### Problem
Pull every line from the listing below that contains the word "purple".

══════════════════════════════

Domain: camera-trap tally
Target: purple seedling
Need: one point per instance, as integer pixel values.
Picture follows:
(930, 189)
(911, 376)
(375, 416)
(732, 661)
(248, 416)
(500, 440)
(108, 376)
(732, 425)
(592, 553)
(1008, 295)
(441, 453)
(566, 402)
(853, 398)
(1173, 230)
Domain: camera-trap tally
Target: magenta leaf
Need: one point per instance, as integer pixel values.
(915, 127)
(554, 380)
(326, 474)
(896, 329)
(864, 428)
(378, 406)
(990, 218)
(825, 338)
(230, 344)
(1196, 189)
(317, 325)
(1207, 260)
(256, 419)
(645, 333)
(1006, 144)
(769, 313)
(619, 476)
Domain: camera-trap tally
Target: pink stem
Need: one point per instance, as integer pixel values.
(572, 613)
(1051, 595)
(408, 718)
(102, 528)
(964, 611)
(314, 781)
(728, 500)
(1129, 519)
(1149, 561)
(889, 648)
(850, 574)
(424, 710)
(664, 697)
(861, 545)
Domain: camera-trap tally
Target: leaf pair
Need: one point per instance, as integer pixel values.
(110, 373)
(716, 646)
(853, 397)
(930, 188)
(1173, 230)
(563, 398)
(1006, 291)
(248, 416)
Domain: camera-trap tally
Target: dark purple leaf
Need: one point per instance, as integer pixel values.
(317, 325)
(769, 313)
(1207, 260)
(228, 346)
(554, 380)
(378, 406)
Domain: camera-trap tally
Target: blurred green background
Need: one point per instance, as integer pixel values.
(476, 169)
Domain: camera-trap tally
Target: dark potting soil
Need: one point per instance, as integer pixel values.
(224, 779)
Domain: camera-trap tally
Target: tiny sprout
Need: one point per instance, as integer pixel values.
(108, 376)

══════════════════════════════

### Exercise response
Target: purple seedling
Target: dark purple leaf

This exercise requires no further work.